■ Exercise task A
Quote the forum thread below about an old Hymer motorhome in full, word for word.

■ Extract
• • • • •

# old hymer



## sparetyre (Jul 12, 2012)

being new to motorhomes,we bought a hymer544 1989 one never having one we decided to go of on holiday.nouthing darering, we done spain (benalmadna)gibralter,france. Enjoyed every second of it, a lot of driving ,an older van but great. Can,t wait till next holiday.


----------



## tyreman1 (Apr 18, 2008)

Doesnt matter how old the van is as long as your getting the use out of it and enjoying yourself....happy travels.


----------



## loddy (Feb 12, 2007)

many a good holiday spent in a old hymer

or

tune and fiddle


----------



## Westkirby01 (Jan 25, 2009)

Good aren't they?


----------



## Flossydrop (Sep 20, 2010)

Ours is old too (vintage we like to say  !) we have loved every minute and I am glad that I don't have to be too precious over furnishings etc with kids in and out constantly. Old was the best decision for us. Glad you are enoying her. We are just planning our first trip abroad, last 2 years stuck to UK only.

• • • • •

■ Excerpt from a dataset
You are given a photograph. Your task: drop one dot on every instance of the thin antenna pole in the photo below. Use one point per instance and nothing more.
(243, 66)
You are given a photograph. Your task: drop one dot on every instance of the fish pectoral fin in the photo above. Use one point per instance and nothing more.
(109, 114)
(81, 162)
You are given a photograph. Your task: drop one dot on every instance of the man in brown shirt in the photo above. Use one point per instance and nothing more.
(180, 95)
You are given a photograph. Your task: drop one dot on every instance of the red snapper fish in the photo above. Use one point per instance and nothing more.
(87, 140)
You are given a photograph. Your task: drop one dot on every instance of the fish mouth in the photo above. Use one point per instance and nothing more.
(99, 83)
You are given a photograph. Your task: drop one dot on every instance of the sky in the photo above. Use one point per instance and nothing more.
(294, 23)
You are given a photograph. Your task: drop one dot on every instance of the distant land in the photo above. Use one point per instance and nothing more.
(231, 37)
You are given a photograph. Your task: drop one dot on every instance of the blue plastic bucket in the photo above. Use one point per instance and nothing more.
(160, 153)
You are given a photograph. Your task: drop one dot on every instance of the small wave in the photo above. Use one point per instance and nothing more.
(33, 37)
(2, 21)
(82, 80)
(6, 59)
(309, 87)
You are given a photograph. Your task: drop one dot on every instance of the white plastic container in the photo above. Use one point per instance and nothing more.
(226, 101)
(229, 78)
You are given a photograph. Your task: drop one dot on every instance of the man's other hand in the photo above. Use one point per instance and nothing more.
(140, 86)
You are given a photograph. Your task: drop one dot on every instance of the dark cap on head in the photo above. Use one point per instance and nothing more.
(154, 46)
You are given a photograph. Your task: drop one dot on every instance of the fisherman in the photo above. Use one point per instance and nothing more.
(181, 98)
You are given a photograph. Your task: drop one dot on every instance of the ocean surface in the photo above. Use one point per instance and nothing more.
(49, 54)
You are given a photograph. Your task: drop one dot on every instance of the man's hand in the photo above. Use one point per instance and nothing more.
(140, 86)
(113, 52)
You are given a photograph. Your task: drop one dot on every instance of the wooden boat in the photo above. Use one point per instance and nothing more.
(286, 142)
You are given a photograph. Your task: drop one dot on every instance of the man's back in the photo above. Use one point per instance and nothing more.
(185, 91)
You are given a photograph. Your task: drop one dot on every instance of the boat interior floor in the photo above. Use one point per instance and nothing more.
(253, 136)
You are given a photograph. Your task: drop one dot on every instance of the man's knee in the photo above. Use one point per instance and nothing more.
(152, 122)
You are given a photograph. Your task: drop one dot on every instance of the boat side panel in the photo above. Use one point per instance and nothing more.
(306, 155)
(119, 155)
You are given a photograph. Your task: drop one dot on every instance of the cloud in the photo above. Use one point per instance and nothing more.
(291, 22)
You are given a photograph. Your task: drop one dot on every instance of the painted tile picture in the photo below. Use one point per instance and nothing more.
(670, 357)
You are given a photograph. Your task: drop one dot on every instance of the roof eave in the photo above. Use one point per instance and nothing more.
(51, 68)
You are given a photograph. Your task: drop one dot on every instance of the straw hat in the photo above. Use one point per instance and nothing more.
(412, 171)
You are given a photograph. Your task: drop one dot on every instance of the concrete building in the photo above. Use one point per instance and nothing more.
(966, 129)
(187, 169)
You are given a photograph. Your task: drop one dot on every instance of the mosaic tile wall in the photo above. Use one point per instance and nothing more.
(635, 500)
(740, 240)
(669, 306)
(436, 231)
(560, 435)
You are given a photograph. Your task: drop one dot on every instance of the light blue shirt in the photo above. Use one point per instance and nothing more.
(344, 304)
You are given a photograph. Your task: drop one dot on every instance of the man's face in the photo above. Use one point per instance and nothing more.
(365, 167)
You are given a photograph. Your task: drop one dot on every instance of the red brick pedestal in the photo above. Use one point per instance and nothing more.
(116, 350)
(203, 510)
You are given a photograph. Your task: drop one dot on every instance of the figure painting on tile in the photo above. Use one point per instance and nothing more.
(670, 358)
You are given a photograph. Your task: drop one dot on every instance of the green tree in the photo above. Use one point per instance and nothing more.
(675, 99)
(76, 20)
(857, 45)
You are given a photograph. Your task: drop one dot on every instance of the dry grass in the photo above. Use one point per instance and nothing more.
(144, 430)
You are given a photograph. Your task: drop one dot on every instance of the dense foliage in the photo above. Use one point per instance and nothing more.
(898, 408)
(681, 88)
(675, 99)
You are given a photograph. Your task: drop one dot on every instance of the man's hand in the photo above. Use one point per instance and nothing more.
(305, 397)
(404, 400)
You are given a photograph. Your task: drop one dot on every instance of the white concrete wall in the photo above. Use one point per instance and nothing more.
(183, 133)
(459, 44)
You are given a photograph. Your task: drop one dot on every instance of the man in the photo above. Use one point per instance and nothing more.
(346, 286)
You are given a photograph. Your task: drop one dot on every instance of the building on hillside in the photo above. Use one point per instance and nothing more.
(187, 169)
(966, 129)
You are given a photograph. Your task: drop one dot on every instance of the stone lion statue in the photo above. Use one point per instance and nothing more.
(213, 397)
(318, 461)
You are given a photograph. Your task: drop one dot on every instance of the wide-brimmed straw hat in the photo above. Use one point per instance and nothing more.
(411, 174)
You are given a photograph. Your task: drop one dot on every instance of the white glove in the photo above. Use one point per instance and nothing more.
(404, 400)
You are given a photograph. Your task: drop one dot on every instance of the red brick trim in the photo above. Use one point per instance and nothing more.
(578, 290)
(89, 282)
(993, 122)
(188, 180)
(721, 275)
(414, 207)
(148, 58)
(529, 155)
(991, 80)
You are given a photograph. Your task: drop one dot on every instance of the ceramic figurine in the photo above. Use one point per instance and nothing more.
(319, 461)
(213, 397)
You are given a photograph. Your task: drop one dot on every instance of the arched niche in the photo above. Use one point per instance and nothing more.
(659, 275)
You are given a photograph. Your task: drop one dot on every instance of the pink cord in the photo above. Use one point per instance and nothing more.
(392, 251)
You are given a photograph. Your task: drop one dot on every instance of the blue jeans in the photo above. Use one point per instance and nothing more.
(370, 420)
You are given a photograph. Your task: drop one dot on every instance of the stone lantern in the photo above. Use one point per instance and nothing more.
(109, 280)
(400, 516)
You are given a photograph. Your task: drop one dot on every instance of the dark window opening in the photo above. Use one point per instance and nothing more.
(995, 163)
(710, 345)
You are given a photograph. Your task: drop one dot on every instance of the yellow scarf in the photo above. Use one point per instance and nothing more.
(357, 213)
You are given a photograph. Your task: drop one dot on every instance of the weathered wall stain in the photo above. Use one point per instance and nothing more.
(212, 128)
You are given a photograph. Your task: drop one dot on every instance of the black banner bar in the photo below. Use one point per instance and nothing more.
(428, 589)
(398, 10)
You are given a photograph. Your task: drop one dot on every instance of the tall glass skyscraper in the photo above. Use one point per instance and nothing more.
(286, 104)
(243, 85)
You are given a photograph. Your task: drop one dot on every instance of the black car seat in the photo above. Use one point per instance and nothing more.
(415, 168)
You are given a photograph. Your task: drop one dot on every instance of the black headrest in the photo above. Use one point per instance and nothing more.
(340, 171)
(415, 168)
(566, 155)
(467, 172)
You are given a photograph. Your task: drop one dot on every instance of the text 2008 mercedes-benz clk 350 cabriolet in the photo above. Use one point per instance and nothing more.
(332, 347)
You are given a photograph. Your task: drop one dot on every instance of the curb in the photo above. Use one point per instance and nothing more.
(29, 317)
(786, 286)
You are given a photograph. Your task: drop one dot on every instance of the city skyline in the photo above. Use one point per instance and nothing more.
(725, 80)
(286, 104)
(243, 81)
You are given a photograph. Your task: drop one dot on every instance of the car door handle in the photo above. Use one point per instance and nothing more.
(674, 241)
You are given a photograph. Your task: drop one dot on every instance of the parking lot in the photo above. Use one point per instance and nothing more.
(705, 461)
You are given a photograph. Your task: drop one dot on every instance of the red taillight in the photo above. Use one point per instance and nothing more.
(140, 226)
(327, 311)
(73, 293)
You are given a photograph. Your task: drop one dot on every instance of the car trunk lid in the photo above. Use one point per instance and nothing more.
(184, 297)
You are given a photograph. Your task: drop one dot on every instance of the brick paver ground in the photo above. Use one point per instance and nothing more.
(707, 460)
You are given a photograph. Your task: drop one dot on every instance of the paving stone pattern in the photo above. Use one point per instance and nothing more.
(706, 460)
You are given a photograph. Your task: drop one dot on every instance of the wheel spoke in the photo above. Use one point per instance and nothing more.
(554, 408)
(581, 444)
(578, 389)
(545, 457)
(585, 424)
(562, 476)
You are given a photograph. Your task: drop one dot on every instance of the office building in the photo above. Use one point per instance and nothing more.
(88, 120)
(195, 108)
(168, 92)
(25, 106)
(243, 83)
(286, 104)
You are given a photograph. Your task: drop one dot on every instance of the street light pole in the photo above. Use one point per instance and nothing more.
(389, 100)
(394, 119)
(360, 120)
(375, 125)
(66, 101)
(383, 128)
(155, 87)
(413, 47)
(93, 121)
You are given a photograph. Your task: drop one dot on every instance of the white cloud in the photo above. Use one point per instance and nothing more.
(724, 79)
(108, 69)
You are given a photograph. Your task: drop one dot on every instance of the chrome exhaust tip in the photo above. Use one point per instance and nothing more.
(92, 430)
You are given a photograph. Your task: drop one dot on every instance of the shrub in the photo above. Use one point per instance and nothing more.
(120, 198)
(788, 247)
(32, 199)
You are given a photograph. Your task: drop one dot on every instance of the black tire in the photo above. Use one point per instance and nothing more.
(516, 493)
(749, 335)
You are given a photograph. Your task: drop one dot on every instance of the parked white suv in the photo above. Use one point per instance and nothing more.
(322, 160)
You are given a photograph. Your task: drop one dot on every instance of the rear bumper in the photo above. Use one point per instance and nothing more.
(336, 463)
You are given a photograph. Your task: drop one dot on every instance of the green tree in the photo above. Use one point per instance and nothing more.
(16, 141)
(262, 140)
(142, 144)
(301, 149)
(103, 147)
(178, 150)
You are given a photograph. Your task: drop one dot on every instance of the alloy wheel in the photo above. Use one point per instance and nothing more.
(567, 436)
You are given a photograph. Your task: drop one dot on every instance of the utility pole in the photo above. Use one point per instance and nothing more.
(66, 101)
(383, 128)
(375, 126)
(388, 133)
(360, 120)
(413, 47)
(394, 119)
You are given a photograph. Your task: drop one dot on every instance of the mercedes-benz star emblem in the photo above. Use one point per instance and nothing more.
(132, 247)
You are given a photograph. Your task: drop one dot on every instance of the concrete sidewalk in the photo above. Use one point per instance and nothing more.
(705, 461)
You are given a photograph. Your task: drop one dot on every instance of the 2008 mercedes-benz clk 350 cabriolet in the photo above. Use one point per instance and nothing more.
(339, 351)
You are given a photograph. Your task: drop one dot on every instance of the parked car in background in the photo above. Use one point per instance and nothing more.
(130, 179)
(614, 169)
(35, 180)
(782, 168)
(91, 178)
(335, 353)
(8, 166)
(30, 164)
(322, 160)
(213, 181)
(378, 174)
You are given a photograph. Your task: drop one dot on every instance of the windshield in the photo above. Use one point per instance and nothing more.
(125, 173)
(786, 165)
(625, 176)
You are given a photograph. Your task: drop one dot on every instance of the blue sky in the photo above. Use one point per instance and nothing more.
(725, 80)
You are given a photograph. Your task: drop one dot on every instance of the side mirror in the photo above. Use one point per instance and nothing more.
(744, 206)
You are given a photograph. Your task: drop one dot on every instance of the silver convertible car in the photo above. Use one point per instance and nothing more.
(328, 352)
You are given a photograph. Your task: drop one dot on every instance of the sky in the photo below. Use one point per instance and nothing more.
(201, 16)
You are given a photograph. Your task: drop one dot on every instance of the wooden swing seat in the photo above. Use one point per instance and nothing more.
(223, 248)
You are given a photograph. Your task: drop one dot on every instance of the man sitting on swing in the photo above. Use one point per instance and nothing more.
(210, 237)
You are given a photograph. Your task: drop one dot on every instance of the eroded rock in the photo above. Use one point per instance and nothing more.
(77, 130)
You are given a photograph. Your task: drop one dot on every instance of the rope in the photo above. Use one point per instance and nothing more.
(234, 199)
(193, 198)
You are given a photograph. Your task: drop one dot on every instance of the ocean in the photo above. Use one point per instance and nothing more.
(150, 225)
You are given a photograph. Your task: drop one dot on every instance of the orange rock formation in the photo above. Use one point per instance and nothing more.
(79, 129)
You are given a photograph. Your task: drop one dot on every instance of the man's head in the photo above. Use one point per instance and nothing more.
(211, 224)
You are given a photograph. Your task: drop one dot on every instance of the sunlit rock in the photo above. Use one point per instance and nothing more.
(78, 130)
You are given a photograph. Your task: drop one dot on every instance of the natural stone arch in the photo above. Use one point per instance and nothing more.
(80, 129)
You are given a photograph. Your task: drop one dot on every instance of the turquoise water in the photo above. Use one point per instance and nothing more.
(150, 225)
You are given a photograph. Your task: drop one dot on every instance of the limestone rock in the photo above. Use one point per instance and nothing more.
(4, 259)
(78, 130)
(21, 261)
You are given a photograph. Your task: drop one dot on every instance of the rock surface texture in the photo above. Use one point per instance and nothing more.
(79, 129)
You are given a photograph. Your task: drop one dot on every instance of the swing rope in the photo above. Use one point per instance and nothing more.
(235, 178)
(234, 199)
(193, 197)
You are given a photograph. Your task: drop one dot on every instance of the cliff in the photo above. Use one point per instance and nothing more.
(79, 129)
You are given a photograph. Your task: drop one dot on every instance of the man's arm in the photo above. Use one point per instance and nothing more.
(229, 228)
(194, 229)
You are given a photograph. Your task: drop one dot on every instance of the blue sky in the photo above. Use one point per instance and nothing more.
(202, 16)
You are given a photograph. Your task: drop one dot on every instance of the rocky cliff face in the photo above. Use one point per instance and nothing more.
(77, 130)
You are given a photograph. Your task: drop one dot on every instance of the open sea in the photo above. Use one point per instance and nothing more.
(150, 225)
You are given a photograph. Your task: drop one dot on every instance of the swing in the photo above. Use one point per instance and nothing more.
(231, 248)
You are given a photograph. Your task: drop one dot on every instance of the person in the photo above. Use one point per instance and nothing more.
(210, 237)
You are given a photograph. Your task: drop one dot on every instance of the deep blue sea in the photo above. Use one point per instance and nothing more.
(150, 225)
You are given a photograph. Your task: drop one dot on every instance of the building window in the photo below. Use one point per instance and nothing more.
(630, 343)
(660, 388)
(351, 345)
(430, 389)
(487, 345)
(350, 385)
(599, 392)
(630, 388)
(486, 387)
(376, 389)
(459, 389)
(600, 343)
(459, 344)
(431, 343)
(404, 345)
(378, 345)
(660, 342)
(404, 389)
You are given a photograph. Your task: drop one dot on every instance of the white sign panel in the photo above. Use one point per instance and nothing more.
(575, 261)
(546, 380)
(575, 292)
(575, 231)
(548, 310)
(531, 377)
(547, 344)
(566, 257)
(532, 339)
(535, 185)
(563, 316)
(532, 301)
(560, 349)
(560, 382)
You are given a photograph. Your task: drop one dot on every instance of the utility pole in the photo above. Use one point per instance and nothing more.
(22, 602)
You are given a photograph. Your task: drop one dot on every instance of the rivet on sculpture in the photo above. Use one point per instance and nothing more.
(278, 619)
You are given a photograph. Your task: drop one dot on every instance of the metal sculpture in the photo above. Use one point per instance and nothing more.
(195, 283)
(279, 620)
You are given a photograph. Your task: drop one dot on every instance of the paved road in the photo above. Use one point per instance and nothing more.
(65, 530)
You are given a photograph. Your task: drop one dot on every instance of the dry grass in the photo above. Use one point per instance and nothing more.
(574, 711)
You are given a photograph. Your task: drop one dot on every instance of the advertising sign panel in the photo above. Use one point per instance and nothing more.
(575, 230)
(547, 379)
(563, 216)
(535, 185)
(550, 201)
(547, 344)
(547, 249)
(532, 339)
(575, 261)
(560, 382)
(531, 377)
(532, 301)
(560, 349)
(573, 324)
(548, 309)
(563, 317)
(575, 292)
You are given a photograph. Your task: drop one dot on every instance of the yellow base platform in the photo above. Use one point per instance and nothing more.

• • • • •

■ Exercise task B
Count the lines in the listing above that contain the string "swing", and reply with that number alone.

■ Expected output A
# old hymer



## sparetyre (Jul 12, 2012)

being new to motorhomes,we bought a hymer544 1989 one never having one we decided to go of on holiday.nouthing darering, we done spain (benalmadna)gibralter,france. Enjoyed every second of it, a lot of driving ,an older van but great. Can,t wait till next holiday.


----------



## tyreman1 (Apr 18, 2008)

Doesnt matter how old the van is as long as your getting the use out of it and enjoying yourself....happy travels.


----------



## loddy (Feb 12, 2007)

many a good holiday spent in a old hymer

or

tune and fiddle


----------



## Westkirby01 (Jan 25, 2009)

Good aren't they?


----------



## Flossydrop (Sep 20, 2010)

Ours is old too (vintage we like to say  !) we have loved every minute and I am glad that I don't have to be too precious over furnishings etc with kids in and out constantly. Old was the best decision for us. Glad you are enoying her. We are just planning our first trip abroad, last 2 years stuck to UK only.

■ Expected output B
4